Task directions: Convert the records below into a JSON list of strings, with each line as its own string and blank lines skipped.

Rows from a pointing dataset:
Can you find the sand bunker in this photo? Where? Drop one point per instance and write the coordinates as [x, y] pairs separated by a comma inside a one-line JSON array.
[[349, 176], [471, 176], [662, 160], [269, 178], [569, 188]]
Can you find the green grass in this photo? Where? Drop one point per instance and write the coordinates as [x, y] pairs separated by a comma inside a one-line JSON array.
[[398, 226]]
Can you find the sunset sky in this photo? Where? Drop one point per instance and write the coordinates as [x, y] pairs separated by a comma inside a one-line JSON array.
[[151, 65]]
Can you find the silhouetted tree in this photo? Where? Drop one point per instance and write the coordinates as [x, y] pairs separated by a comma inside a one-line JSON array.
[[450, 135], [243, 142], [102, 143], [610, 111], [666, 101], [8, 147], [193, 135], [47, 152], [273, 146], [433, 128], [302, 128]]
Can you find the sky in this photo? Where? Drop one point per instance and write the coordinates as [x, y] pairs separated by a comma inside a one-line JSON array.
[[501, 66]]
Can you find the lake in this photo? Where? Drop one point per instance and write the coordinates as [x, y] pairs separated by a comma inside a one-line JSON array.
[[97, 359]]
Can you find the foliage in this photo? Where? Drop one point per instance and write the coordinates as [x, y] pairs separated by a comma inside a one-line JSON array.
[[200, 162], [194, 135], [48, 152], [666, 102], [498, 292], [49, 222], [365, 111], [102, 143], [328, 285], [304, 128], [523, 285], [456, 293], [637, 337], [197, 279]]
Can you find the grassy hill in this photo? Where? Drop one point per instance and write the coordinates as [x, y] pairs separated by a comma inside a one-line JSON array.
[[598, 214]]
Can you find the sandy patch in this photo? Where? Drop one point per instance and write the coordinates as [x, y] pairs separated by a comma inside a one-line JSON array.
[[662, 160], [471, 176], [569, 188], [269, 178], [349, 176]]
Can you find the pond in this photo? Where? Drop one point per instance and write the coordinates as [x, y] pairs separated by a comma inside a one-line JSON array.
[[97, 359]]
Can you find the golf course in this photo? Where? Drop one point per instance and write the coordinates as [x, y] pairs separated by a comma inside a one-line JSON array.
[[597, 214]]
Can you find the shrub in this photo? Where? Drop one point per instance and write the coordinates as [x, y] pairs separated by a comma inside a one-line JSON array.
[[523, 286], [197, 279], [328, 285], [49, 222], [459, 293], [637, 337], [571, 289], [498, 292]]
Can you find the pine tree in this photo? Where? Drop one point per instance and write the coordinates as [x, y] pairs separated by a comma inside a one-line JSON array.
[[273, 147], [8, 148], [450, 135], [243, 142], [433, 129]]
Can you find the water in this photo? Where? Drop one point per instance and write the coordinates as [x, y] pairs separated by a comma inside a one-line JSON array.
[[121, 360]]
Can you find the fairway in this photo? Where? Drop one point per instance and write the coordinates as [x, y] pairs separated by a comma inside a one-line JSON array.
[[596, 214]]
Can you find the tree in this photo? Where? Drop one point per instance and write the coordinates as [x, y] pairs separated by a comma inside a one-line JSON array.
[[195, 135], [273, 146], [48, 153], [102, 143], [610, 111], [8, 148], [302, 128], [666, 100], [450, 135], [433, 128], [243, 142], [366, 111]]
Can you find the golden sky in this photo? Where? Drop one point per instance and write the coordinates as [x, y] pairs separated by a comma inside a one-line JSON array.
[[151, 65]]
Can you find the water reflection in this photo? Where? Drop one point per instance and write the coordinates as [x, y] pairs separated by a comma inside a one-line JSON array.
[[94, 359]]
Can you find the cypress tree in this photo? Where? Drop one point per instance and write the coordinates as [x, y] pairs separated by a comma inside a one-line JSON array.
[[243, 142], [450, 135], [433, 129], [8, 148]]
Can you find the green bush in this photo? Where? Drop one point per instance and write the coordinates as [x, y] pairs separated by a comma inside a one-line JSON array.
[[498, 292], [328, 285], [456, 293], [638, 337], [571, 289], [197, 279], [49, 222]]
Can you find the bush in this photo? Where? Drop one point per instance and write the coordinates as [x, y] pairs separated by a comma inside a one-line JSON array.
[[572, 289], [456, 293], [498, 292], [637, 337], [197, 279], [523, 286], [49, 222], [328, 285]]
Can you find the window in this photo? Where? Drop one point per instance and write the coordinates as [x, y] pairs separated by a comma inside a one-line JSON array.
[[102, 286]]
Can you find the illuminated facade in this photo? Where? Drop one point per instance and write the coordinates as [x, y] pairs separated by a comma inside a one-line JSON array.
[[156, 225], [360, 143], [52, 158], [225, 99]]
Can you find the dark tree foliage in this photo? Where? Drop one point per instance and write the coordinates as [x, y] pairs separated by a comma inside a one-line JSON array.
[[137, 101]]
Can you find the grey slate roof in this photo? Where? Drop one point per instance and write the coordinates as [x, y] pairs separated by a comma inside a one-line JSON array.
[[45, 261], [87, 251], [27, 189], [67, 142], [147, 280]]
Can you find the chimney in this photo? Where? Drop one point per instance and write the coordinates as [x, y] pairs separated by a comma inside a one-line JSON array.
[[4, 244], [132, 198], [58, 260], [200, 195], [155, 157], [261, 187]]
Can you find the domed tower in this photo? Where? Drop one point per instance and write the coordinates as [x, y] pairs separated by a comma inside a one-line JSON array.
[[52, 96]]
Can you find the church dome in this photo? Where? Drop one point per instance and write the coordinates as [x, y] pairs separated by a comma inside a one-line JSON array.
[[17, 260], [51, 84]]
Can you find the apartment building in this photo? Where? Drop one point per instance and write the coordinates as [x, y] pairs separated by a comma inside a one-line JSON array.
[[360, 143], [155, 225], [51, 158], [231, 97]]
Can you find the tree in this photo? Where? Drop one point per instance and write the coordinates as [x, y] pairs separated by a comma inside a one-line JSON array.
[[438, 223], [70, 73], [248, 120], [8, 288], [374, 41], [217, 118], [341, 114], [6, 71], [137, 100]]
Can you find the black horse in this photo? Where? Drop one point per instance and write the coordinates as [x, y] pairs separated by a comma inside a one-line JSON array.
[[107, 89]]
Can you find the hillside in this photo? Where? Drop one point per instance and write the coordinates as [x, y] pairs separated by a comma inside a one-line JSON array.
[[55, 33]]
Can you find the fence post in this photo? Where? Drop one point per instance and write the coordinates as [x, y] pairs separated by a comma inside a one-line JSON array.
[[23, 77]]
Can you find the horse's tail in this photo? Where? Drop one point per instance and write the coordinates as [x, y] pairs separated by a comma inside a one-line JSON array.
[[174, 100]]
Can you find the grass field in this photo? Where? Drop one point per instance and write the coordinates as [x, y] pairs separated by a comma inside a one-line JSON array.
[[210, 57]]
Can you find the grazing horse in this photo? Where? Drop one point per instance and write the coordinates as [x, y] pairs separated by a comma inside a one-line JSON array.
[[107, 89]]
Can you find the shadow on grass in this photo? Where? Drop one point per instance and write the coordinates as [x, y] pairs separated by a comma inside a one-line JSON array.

Response:
[
  "Can you find the sand bunker in this photo? Where? Drop one point per instance and write the coordinates as [x, y] pairs separated by a comma inside a one-line JSON array.",
  "[[349, 176], [471, 176], [662, 160], [269, 178], [569, 188]]",
  "Can you find the green grass in this photo? Where? Drop one point per instance and write the coordinates as [x, y] pairs separated by a comma inside a one-line JSON array.",
  "[[398, 226]]",
  "Can you find the sunset sky in this photo? Where? Drop one point per instance and write the coordinates as [x, y] pairs separated by a comma inside a one-line JSON array.",
  "[[151, 65]]",
  "Can you find the silhouetted tree in this photo? Where? Drop one point per instance and write the coordinates as [x, y] pairs separated by a comma inside a one-line JSON array.",
  "[[450, 135], [243, 142], [102, 143], [610, 111], [666, 101], [8, 147], [193, 135], [47, 152], [273, 146], [433, 128], [302, 128]]",
  "Can you find the sky in this photo? Where? Drop one point per instance and write the coordinates as [x, y] pairs separated by a comma inside a one-line JSON array.",
  "[[501, 66]]",
  "Can you find the lake in this photo? Where? Drop one point per instance and write the coordinates as [x, y] pairs separated by a comma inside a one-line JSON array.",
  "[[97, 359]]",
  "Can you find the foliage in this photo? Where? Drop one point per instance and write the coordinates as [x, y] pairs separated by a comma inside a one-line JSON array.",
  "[[200, 162], [194, 135], [48, 152], [666, 102], [498, 292], [49, 222], [365, 111], [102, 143], [328, 285], [304, 128], [523, 285], [456, 293], [637, 337], [197, 279]]",
  "Can you find the grassy hill in this photo? Where? Drop one point per instance and write the coordinates as [x, y] pairs separated by a comma inside a one-line JSON array.",
  "[[598, 214]]",
  "Can you find the sandy patch in this photo? Where? Drop one point per instance and write the coordinates as [x, y] pairs separated by a comma inside a one-line JSON array.",
  "[[662, 160], [471, 176], [569, 188], [269, 178], [349, 176]]",
  "Can you find the pond in this photo? Where? Drop one point per instance and write the coordinates as [x, y] pairs separated by a comma inside a one-line JSON array.",
  "[[97, 359]]",
  "Can you find the golf course in this photo? Where? Drop one point per instance and write the coordinates as [x, y] pairs separated by a comma inside a one-line JSON array.",
  "[[597, 214]]",
  "Can you find the shrub in this photo? Where? Drop one point per instance and write the coordinates as [x, y] pairs separated by a comma inside a one-line JSON array.",
  "[[523, 286], [197, 279], [328, 285], [49, 222], [459, 293], [637, 337], [571, 289], [498, 292]]",
  "Can you find the pine tree in this photo? Where? Drop one point per instance and write the coordinates as [x, y] pairs separated by a comma inside a one-line JSON array.",
  "[[273, 147], [8, 148], [450, 135], [243, 142], [433, 129]]",
  "Can you find the water in this photo? Where? Drop one point per instance and write the coordinates as [x, y] pairs separated by a comma inside a one-line JSON array.",
  "[[121, 360]]",
  "Can you find the fairway in this photo? Where? Drop one point per instance and write the coordinates as [x, y] pairs separated by a comma inside a one-line JSON array.",
  "[[596, 214]]",
  "Can you find the tree in this photo? Where? Drop one point per instance and write the coordinates as [x, y] pairs separated by a comma inside a one-line JSON array.",
  "[[195, 135], [273, 146], [48, 153], [102, 143], [610, 111], [8, 148], [302, 128], [666, 100], [450, 135], [433, 128], [243, 142], [366, 111]]",
  "Can you find the golden sky in this photo? Where? Drop one point per instance and write the coordinates as [x, y] pairs separated by a comma inside a one-line JSON array.",
  "[[151, 65]]",
  "Can you find the water reflection in this photo? Where? Drop one point per instance and write the coordinates as [x, y] pairs separated by a comma inside a one-line JSON array.",
  "[[94, 359]]",
  "Can you find the cypress tree in this photo? Where? Drop one point per instance and write the coordinates as [x, y] pairs separated by a comma inside a one-line JSON array.",
  "[[243, 142], [450, 135], [433, 129], [8, 148]]",
  "Can you find the green bush in this photo? Where? Drop one point per instance and write the coordinates as [x, y] pairs separated by a comma inside a one-line JSON array.",
  "[[498, 292], [328, 285], [456, 293], [638, 337], [571, 289], [197, 279], [49, 222]]",
  "Can you find the bush in this photo? Where? Drop one point per instance and write the coordinates as [x, y] pairs separated by a comma inside a one-line JSON array.",
  "[[572, 289], [456, 293], [498, 292], [637, 337], [197, 279], [523, 286], [49, 222], [328, 285]]",
  "Can you find the window in this photo? Where? Drop one point per instance and write the coordinates as [x, y] pairs separated by a comma inside a one-line JSON array.",
  "[[102, 286]]",
  "Can you find the illuminated facade in this photo? Where? Drop one point per instance and write the coordinates as [x, y] pairs separated by a comma inside a one-line JSON array.",
  "[[156, 225], [360, 143], [52, 158], [225, 99]]",
  "Can you find the dark tree foliage in this photo? Where? Drop one point per instance and write the coordinates as [x, y] pairs separated by a comma inside a one-line JSON array.",
  "[[137, 101]]",
  "Can you find the grey slate roof in this photo? Where? Drop one point per instance and write the coordinates as [x, y] pairs separated by a comma inside a one-line JSON array.",
  "[[45, 261], [87, 251], [27, 189], [67, 142], [147, 280]]",
  "Can you find the chimney in this photo? Where? Drop one point per instance and write the coordinates as [x, y] pairs separated by a comma inside a one-line JSON array.",
  "[[4, 244], [132, 198], [58, 260], [200, 195], [155, 157], [261, 187]]",
  "Can you find the domed tower in this photo? Where? Drop one point per instance and write the coordinates as [x, y] pairs separated by a comma inside a one-line JSON array.",
  "[[52, 96]]",
  "Can you find the church dome in this photo? Where? Drop one point per instance and write the coordinates as [x, y] pairs separated by a comma inside a one-line JSON array.",
  "[[17, 260], [51, 84]]",
  "Can you find the apartment building in this photo? Where? Drop one point per instance and write the coordinates as [x, y] pairs separated by a comma inside a one-line JSON array.",
  "[[360, 143], [155, 225], [51, 158], [231, 97]]",
  "Can you find the tree in this photo? Where? Drop one point per instance and write the coordinates as [x, y] pairs separated by a comma inside a one-line JSON array.",
  "[[438, 223], [70, 73], [248, 120], [8, 288], [374, 41], [217, 118], [341, 114], [6, 71], [137, 100]]",
  "Can you find the black horse in this photo? Where? Drop one point per instance and write the coordinates as [x, y] pairs separated by a comma inside a one-line JSON array.",
  "[[107, 89]]",
  "Can you find the hillside in this photo? Where? Drop one point per instance and write the coordinates as [x, y] pairs separated by a comma inside a one-line JSON array.",
  "[[55, 33]]",
  "Can you find the fence post in this photo? Where? Drop one point per instance and write the coordinates as [x, y] pairs separated by a comma inside a one-line JSON array.",
  "[[23, 77]]",
  "Can you find the horse's tail in this photo? Where? Drop one point per instance and write the coordinates as [x, y] pairs separated by a comma inside a one-line JSON array.",
  "[[174, 100]]",
  "Can you find the grass field in this photo? Where? Drop one point per instance and write the coordinates as [x, y] pairs separated by a comma inside a one-line JSON array.",
  "[[210, 57]]",
  "Can you find the grazing horse in this photo? Where? Drop one point per instance and write the coordinates as [x, y] pairs separated by a comma inside a one-line JSON array.",
  "[[107, 89]]",
  "Can you find the shadow on grass in this photo? Where? Drop one point per instance and write the coordinates as [x, y] pairs separated by a comma inside a one-line JSON array."
]